[Registros de identificación de posiciones]
★ ★ ★
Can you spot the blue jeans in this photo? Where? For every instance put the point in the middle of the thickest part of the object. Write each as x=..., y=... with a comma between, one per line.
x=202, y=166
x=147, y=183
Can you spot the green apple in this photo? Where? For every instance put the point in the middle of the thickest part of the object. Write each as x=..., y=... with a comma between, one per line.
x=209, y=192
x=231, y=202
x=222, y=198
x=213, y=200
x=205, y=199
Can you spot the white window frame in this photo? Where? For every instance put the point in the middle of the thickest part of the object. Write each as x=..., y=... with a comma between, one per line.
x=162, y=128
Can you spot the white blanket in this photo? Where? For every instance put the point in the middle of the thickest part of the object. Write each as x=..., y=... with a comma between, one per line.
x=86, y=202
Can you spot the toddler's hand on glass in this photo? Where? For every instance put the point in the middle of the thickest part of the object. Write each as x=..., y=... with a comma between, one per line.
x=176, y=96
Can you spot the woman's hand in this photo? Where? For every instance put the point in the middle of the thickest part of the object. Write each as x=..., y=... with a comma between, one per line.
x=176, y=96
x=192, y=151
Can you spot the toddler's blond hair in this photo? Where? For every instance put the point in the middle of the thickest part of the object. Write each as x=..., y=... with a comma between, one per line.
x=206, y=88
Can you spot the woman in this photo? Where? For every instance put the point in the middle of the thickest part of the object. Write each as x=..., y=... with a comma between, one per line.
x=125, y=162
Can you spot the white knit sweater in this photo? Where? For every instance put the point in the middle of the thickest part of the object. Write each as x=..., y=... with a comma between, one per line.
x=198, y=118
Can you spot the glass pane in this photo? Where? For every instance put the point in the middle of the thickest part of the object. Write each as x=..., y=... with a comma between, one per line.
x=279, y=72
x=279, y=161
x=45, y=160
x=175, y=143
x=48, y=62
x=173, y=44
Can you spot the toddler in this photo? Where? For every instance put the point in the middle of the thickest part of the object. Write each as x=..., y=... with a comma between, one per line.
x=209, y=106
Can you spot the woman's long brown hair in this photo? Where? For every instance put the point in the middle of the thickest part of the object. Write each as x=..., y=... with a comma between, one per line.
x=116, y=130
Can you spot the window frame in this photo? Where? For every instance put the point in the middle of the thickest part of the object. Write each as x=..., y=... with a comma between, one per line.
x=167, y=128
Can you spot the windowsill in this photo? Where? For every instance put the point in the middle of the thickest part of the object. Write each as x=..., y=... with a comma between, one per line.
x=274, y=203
★ ★ ★
▶ _Qué se pide_:
Por favor, transcribe palabra por palabra todo lo que va desde la línea que contiene "Can you spot the woman's long" hasta el final de las entradas, con ambos extremos incluidos.

▶ _Respuesta al problema_:
Can you spot the woman's long brown hair in this photo? Where? For every instance put the point in the middle of the thickest part of the object. Write each as x=..., y=... with a comma between, one per line.
x=116, y=130
Can you spot the window frame in this photo? Where? For every instance put the point in the middle of the thickest part of the object. Write each as x=..., y=... with a comma between, one per line.
x=167, y=128
Can you spot the windowsill in this photo? Where? For every instance put the point in the middle of the thickest part of the object. Write each as x=..., y=... with a comma between, one per line.
x=274, y=203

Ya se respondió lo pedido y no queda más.